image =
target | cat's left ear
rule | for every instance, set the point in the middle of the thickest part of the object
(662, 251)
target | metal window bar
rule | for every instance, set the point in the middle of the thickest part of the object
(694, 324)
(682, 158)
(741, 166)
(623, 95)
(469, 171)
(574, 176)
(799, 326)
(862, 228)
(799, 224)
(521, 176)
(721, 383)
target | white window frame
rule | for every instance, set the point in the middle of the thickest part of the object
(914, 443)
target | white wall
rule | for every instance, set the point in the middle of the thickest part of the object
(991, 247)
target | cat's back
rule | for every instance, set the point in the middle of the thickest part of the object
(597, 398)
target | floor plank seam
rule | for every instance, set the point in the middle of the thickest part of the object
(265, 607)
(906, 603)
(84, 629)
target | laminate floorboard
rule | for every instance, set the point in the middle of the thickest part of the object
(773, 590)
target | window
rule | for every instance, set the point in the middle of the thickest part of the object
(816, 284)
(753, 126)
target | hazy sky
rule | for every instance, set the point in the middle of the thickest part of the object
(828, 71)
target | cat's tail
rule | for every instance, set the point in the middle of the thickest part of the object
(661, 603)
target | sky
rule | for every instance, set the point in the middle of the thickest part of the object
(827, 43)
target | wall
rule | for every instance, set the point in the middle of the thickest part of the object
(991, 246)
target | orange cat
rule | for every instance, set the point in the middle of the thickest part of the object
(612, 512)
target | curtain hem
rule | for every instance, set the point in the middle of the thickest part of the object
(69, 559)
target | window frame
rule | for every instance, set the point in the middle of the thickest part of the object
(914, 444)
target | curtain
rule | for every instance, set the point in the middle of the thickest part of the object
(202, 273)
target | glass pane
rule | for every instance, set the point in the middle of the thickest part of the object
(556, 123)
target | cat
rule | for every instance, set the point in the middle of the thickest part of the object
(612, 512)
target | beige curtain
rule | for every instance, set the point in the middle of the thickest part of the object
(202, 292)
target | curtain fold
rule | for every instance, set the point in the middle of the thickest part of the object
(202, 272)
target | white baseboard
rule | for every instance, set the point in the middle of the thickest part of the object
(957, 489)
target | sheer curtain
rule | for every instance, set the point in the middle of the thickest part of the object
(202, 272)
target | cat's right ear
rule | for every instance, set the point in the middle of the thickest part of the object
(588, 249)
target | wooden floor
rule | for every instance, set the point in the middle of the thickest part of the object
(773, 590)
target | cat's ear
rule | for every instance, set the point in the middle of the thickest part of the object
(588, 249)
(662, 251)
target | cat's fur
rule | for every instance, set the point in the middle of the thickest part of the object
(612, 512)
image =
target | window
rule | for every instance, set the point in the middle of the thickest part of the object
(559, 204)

___

▶ [What you are asked to do]: Make a list of all lines in the data that contain "white".

▶ [Task solution]:
target | white window frame
target | white wall
target | white baseboard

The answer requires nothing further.